** TEXT EXCERPT **
───
According to the teaching of patent specification U.S. Pat. No. 4,555,317, iron compounds or finely divided iron is added to the catolyte in order to lower the cell voltage during sodium chloride electrolysis. The ELTECH publication contradicts this teaching, however, because, according to the information from ELTECH, coating the cathodes with iron is said to interfere with the electrolysis and to increase the cell voltage.
According to the further known Offenlegungsschrift EP 1 487 747 A1, a 0.1 to 10 wt. % platinum-containing compound is added to sodium chloride electrolysis. The solution of the platinum-containing compound is added to the water that forms the catolyte, from 0.1 to 2 liters of the aqueous solution of the platinum-compound-containing solution being added per liter of water.
According to JP 1011988 A, the activity of a deactivated cathode based on a Raney nickel structure with low hydrogen overvoltage is restored by adding, into the catolyte, a soluble compound of a metal of the platinum group to the sodium hydroxide solution during operation of the sodium chloride electrolysis. For example, a sodium chloride electrolytic cell with 32 wt. % sodium hydroxide solution, a salt concentration of 200 g/l of sodium chloride is operated at 90° C. and with a current density of 2.35 kA/m2. The cathode is subjected to currentless nickelling for pretreatment and then nickel-plated in a nickel bath. Platinum chlorate, for example, was metered into the catolyte as the active compound, which resulted in a reduction in the cell voltage by 100 mV.
According to U.S. Pat. No. 4,105,516, metal compounds which are to lower the hydrogen overvoltage and accordingly reduce the cell voltage are added to the catolyte during the electrolysis of alkali metal chlorides. The examples given in U.S. Pat. No. 4,105,516 in turn describe the metering and effects that arise by addition of an iron compound added to the catolyte of a sodium chloride diaphragm laboratory cell. The cell has an anode, consisting of expanded titanium metal, which is coated with ruthenium oxide and titanium oxide. The cathode consists of iron in the form of extended metal. The examples show the use of cobalt solution or iron solution at the iron cathode. Reference has already been made above to the disadvantages of iron compounds in the treatment of coated nickel electrodes.
According to the further known patent specification U.S. Pat. No. 4,555,317, it is known that sodium chloride electrolysis can be started with a nickel-coated copper cathode. An initial metering under electrolysis conditions of the cell was carried out with hexachloroplatinic acid in three steps. In the first step, 2 mg of platinum were metered in per 102 cm2, i.e. 0.02 mg/cm2, in the second step about 0.03 mg/cm2 and in the third step about 0.2 mg/cm2. The cell voltage was lowered by a total of about 157 mV.
───
Can you reproduce the stretch of the electrolysis excerpt from "According to U.S." through "coated nickel electrodes."? The data after the electrolysis excerpt isn't needed for anything here.

** DATA SECTION **
───
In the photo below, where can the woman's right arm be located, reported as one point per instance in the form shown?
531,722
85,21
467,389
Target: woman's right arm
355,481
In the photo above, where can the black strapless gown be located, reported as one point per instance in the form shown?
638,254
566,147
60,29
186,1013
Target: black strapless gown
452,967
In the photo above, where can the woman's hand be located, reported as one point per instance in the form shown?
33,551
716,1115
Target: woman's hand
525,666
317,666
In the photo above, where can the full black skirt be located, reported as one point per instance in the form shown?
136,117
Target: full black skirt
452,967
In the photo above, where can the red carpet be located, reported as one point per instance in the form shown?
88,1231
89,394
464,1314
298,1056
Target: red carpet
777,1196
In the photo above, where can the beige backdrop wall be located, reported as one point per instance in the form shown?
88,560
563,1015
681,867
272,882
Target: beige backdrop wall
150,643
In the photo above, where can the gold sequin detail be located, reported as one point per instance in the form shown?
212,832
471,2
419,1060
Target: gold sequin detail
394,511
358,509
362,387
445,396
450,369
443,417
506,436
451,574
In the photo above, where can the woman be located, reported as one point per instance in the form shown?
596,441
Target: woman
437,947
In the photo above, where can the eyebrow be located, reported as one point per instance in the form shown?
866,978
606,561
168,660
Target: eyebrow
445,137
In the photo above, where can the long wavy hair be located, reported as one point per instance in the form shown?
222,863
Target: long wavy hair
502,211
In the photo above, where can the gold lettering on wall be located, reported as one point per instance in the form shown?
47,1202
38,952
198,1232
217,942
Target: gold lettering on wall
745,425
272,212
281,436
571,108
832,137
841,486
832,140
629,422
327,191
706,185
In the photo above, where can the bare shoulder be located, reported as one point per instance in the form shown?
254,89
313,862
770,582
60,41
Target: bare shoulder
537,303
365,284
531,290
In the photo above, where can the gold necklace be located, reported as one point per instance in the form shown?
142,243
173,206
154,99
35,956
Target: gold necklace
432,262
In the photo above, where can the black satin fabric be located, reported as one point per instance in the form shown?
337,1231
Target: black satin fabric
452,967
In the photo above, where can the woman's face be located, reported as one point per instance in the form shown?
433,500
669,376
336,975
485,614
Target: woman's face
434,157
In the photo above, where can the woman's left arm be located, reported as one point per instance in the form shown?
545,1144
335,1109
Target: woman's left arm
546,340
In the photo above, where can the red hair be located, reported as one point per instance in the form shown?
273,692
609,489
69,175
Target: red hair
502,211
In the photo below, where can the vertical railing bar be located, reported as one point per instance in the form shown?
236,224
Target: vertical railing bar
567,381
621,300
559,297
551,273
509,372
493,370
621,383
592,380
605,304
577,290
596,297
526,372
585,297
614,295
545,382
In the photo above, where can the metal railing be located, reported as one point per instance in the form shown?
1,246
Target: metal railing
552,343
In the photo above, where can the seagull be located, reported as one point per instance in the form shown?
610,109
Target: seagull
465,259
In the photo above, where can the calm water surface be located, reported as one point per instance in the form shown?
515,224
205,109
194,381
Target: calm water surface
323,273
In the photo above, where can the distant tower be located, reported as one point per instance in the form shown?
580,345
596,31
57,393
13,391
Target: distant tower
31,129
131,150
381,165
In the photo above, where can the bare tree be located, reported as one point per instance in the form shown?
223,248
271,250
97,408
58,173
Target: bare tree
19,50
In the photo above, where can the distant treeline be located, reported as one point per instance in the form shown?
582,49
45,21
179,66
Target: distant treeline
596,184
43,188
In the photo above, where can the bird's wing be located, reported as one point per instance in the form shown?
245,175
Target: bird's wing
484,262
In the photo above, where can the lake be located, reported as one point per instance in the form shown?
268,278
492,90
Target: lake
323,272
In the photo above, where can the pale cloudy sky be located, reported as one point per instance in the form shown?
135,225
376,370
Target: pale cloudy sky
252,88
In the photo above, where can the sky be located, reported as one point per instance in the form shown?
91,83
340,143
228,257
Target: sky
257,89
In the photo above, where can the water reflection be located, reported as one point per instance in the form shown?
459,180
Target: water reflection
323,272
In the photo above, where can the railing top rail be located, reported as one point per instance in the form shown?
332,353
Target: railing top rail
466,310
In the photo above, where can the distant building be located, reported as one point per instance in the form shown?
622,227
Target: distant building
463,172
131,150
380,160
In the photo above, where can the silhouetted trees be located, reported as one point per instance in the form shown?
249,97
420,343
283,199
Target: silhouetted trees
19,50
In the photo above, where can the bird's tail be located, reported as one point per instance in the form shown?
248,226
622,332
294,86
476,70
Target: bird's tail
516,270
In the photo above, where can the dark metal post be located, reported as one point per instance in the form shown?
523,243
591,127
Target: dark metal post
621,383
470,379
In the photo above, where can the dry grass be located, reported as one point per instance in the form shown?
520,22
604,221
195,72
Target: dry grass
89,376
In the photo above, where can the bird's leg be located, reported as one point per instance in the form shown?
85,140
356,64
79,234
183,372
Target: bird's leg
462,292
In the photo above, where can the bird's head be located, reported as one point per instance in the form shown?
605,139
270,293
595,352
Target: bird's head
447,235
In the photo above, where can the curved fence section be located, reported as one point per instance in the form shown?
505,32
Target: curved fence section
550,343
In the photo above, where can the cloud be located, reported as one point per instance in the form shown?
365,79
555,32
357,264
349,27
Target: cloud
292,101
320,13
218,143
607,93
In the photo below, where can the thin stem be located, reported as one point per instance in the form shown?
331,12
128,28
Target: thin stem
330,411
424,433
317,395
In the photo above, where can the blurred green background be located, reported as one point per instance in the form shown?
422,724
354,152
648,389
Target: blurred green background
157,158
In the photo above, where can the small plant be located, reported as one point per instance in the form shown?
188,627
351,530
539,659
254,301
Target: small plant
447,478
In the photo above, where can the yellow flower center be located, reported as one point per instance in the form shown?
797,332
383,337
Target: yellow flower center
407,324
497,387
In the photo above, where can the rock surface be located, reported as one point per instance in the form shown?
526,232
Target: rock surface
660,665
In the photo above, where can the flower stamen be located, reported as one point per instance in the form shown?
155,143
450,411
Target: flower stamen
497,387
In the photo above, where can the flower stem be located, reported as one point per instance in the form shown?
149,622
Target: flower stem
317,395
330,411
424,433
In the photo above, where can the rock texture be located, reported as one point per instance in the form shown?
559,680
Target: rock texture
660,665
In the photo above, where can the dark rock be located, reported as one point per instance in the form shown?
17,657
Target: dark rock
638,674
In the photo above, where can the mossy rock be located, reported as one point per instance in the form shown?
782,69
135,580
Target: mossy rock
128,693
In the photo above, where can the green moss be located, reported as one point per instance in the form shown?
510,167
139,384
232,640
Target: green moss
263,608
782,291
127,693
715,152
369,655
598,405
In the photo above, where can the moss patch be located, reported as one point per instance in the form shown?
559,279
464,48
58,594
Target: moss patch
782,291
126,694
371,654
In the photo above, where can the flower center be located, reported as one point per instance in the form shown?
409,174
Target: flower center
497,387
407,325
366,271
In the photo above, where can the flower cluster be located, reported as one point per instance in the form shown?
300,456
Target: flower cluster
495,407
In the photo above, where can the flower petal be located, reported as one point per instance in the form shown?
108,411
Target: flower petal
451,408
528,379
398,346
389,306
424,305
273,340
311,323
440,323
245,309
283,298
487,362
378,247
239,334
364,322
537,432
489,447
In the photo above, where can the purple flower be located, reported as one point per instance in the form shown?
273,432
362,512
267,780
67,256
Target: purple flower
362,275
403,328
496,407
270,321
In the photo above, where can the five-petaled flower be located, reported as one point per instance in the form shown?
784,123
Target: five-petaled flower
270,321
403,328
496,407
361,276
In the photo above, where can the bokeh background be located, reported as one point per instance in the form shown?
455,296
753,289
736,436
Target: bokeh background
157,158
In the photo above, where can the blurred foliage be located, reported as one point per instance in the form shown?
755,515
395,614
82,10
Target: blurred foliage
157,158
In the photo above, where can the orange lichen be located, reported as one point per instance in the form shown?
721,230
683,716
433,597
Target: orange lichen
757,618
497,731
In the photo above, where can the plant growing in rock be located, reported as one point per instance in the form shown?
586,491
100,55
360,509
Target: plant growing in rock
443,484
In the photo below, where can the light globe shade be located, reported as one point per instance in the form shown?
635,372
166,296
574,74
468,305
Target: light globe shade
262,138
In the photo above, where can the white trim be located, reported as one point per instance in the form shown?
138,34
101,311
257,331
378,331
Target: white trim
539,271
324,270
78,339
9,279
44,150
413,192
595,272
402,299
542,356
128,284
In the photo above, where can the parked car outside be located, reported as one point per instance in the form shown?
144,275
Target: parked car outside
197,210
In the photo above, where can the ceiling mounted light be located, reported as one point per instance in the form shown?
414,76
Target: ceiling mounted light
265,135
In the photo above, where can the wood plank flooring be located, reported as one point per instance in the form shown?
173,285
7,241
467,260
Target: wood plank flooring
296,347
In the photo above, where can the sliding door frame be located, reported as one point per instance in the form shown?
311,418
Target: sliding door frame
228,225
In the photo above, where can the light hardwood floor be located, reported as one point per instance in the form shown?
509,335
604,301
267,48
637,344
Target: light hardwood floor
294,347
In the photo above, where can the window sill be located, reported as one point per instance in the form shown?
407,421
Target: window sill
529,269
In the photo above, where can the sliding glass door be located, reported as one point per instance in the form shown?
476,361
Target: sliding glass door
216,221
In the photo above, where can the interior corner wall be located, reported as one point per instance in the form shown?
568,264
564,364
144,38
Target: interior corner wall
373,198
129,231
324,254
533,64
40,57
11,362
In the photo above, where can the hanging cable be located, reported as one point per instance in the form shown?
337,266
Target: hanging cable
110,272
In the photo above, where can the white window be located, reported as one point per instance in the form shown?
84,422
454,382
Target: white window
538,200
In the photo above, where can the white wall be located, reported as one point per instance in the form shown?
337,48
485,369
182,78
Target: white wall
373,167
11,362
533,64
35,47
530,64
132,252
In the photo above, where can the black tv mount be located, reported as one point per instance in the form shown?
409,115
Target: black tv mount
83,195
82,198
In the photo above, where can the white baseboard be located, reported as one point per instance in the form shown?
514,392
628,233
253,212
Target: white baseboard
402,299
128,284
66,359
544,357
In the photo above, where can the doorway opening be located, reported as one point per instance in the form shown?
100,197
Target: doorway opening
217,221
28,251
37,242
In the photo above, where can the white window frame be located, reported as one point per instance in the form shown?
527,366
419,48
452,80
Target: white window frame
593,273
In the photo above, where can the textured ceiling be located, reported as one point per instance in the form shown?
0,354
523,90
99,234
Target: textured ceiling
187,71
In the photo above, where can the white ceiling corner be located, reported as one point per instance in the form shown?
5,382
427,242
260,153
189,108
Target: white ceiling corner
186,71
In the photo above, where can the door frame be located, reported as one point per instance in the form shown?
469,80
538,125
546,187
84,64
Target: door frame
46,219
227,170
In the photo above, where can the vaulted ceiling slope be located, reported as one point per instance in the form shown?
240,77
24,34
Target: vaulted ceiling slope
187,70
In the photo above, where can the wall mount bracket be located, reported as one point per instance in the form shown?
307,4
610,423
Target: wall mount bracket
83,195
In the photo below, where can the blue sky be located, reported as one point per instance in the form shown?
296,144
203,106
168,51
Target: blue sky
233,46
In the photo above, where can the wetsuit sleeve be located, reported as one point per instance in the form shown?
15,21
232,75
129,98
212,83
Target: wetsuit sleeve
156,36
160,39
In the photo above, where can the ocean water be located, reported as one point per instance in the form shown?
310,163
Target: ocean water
───
** OUTPUT OF THE TASK **
According to U.S. Pat. No. 4,105,516, metal compounds which are to lower the hydrogen overvoltage and accordingly reduce the cell voltage are added to the catolyte during the electrolysis of alkali metal chlorides. The examples given in U.S. Pat. No. 4,105,516 in turn describe the metering and effects that arise by addition of an iron compound added to the catolyte of a sodium chloride diaphragm laboratory cell. The cell has an anode, consisting of expanded titanium metal, which is coated with ruthenium oxide and titanium oxide. The cathode consists of iron in the form of extended metal. The examples show the use of cobalt solution or iron solution at the iron cathode. Reference has already been made above to the disadvantages of iron compounds in the treatment of coated nickel electrodes.